Type out the data again. Keep every line exactly the same.

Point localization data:
--------------------------------------------------

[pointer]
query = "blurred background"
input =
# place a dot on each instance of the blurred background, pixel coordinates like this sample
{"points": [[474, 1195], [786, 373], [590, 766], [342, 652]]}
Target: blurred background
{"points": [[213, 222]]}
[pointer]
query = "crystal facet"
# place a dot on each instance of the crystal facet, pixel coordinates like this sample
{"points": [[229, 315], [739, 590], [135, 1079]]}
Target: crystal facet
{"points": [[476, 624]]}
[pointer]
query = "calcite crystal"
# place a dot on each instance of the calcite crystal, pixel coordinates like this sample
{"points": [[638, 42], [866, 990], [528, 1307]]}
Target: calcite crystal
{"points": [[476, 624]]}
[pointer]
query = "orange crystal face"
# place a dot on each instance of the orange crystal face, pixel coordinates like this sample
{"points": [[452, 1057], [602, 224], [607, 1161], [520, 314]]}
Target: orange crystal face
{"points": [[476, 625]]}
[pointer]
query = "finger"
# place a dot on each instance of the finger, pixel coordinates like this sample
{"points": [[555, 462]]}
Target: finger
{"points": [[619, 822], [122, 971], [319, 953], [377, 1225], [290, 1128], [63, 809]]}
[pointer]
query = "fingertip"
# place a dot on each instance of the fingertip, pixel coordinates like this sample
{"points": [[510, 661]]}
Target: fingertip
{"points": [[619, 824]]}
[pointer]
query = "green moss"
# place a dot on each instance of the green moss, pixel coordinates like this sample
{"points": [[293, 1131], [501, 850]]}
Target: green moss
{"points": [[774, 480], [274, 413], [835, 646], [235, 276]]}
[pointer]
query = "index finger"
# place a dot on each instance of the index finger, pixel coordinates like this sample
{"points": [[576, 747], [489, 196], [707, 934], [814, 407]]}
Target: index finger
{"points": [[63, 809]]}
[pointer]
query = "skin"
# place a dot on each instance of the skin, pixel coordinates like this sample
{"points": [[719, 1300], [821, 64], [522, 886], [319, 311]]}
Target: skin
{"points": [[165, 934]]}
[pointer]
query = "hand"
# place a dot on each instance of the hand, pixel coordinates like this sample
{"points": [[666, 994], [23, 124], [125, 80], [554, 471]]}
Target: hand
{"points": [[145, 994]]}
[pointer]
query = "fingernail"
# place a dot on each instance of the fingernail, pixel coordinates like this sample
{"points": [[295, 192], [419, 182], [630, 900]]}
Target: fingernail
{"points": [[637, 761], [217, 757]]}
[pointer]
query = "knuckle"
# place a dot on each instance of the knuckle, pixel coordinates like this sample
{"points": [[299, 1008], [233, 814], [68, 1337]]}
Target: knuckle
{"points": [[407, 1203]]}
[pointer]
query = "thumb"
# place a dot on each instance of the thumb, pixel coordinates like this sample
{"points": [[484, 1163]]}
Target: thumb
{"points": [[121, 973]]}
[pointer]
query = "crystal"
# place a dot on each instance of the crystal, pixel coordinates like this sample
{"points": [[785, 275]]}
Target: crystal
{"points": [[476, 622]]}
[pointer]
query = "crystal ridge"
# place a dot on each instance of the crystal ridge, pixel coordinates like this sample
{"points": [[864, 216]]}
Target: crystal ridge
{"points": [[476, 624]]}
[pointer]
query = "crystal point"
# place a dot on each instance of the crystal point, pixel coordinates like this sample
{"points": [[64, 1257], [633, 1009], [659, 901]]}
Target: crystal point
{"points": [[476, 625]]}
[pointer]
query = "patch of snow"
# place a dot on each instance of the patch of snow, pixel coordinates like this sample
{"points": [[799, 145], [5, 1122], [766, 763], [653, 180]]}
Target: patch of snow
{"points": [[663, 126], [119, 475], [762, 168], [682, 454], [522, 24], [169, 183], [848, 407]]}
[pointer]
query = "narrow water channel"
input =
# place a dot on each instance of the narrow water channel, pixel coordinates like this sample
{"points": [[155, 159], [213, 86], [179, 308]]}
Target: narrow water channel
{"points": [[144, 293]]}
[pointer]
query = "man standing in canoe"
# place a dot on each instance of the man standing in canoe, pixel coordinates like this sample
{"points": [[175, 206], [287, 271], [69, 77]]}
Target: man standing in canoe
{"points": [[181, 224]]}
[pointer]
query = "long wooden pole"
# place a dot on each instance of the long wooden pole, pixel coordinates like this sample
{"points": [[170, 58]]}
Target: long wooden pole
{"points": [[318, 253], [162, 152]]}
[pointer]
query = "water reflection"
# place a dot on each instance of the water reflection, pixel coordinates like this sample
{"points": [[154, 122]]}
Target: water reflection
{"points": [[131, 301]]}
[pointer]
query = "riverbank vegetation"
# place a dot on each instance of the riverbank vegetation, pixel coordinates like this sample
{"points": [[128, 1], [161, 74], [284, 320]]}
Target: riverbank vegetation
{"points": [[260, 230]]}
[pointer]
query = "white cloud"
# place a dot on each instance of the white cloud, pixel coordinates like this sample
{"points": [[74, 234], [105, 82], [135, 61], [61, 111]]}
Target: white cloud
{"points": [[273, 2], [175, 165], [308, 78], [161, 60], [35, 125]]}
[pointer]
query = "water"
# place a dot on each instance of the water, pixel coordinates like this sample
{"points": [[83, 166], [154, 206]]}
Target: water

--------------------------------------------------

### [Expected answer]
[pointer]
query = "blurred background"
input =
# place a dot on each instance of the blurred background, pixel coordinates like this sample
{"points": [[474, 1195], [786, 373], [590, 766], [342, 652]]}
Target: blurred background
{"points": [[213, 222]]}
[pointer]
query = "crystal facet"
# place a dot on each instance of the crystal facet, pixel coordinates like this sample
{"points": [[229, 315], [739, 590], [135, 1079]]}
Target: crystal facet
{"points": [[476, 624]]}
[pointer]
query = "calcite crystal"
# place a dot on each instance of the calcite crystal, pixel coordinates like this sample
{"points": [[638, 42], [866, 990], [528, 1307]]}
Target: calcite crystal
{"points": [[476, 624]]}
[pointer]
query = "orange crystal face"
# place a dot on each instance of the orange crystal face, pixel coordinates like this sample
{"points": [[452, 1057], [602, 224], [607, 1161], [520, 314]]}
Target: orange crystal face
{"points": [[476, 625]]}
[pointer]
query = "finger"
# place a dot on each instance of the finger, pixel coordinates like this sample
{"points": [[555, 462]]}
Target: finger
{"points": [[619, 822], [122, 971], [319, 953], [377, 1225], [290, 1128], [63, 809]]}
[pointer]
query = "fingertip"
# place a dot on each instance of the fingertip, pixel coordinates like this sample
{"points": [[510, 661]]}
Target: fingertip
{"points": [[619, 824]]}
[pointer]
query = "green moss"
# place a dot on each instance of the green moss, pixel coordinates like this sample
{"points": [[293, 1131], [501, 850]]}
Target: green moss
{"points": [[774, 480], [274, 413], [835, 646], [235, 276]]}
[pointer]
query = "index finger"
# place a dot on each instance of the index finger, pixel coordinates like this sample
{"points": [[576, 747], [489, 196], [707, 934], [814, 407]]}
Target: index finger
{"points": [[63, 809]]}
[pointer]
query = "skin"
# place a dot on each instance of the skin, pixel coordinates like this sample
{"points": [[719, 1300], [821, 64], [522, 886], [319, 311]]}
Target: skin
{"points": [[165, 934]]}
[pointer]
query = "hand"
# place a dot on each instance of the hand, pixel coordinates like this sample
{"points": [[666, 994], [23, 124], [125, 80], [554, 471]]}
Target: hand
{"points": [[145, 994]]}
[pointer]
query = "fingernail"
# place a dot on each instance of the fingernail, pixel coordinates like this sample
{"points": [[295, 192], [419, 182], [630, 900]]}
Target: fingernail
{"points": [[637, 761], [217, 757]]}
[pointer]
query = "knuckle"
# place a dot on each instance of the knuckle, pixel coordinates like this sample
{"points": [[299, 1008], [233, 814], [68, 1337]]}
Target: knuckle
{"points": [[407, 1203]]}
[pointer]
query = "thumb"
# place a dot on each instance of the thumb, pixel coordinates like this sample
{"points": [[484, 1163]]}
Target: thumb
{"points": [[121, 973]]}
[pointer]
query = "crystal"
# place a dot on each instance of the crystal, pixel coordinates like this sample
{"points": [[785, 275]]}
Target: crystal
{"points": [[476, 622]]}
[pointer]
query = "crystal ridge"
# place a dot on each instance of the crystal ridge, pixel coordinates like this sample
{"points": [[864, 216]]}
Target: crystal ridge
{"points": [[476, 624]]}
[pointer]
query = "crystal point"
# place a dot on each instance of the crystal point, pixel coordinates like this sample
{"points": [[64, 1257], [633, 1009], [659, 901]]}
Target: crystal point
{"points": [[476, 625]]}
[pointer]
query = "patch of snow"
# place a dot on each instance of the patch of snow, pixel coordinates like this sample
{"points": [[799, 145], [5, 1122], [766, 763], [653, 180]]}
Target: patch of snow
{"points": [[663, 126], [119, 475], [762, 168], [682, 454], [522, 24], [169, 183], [848, 407]]}
[pointer]
query = "narrow water channel"
input =
# place a dot on each instance of the narrow water channel, pixel coordinates like this sample
{"points": [[155, 159], [213, 86], [179, 308]]}
Target: narrow water channel
{"points": [[144, 293]]}
[pointer]
query = "man standing in canoe"
# place a dot on each instance of the man standing in canoe, pixel coordinates like this sample
{"points": [[175, 206], [287, 271], [69, 77]]}
Target: man standing in canoe
{"points": [[181, 224]]}
[pointer]
query = "long wooden pole"
# place a dot on each instance of the long wooden pole, pixel coordinates like this sample
{"points": [[170, 58]]}
Target: long wooden pole
{"points": [[318, 253], [162, 152]]}
[pointer]
query = "water reflection"
# place a dot on each instance of the water reflection, pixel coordinates like this sample
{"points": [[154, 122]]}
Target: water reflection
{"points": [[131, 301]]}
[pointer]
query = "riverbank vegetation"
# place a dot on each instance of the riverbank vegetation, pixel coordinates like this sample
{"points": [[128, 1], [161, 74], [284, 320]]}
Target: riverbank vegetation
{"points": [[260, 230]]}
[pointer]
query = "white cloud"
# place a dot on each instance of the white cloud, pixel coordinates like this sample
{"points": [[74, 234], [105, 82], [135, 61], [61, 111]]}
Target: white cloud
{"points": [[273, 2], [175, 165], [308, 78], [161, 60], [35, 125]]}
[pointer]
query = "water"
# place a dot on each instance of the water, pixel coordinates like this sample
{"points": [[83, 166], [154, 206]]}
Target: water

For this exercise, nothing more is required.